**Supplied entries:**
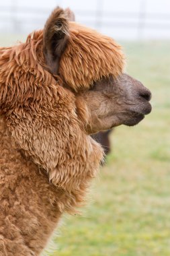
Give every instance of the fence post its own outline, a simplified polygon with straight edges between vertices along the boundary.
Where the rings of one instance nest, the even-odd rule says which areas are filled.
[[[144,37],[145,19],[146,14],[146,1],[140,0],[138,23],[137,27],[137,39],[142,40]]]
[[[103,0],[97,0],[95,12],[95,28],[100,29],[102,25]]]

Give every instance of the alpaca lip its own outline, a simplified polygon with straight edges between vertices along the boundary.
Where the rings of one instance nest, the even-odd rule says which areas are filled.
[[[144,115],[134,113],[130,119],[126,121],[124,124],[128,126],[134,126],[137,125],[144,118]]]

**Prompt:**
Return the lines of every row above unchanged, leaving out the pictures.

**Task output:**
Give every instance of the fence post its own outline, a simplified polygon with straight edges between vertices along the boundary.
Where the rings of one instance nest, the even-odd rule says which areas are filled.
[[[144,37],[145,19],[146,14],[146,1],[140,0],[138,23],[137,27],[137,39],[142,40]]]
[[[103,0],[97,0],[95,12],[95,28],[100,29],[102,25]]]

Give every instance of the alpaca lip its own outline, a simplified polygon with straight edges between vertices along the boundary.
Where the rings of one instance nest, the even-odd rule says which areas are filled.
[[[144,115],[134,113],[130,119],[126,121],[124,124],[128,126],[134,126],[137,125],[144,118]]]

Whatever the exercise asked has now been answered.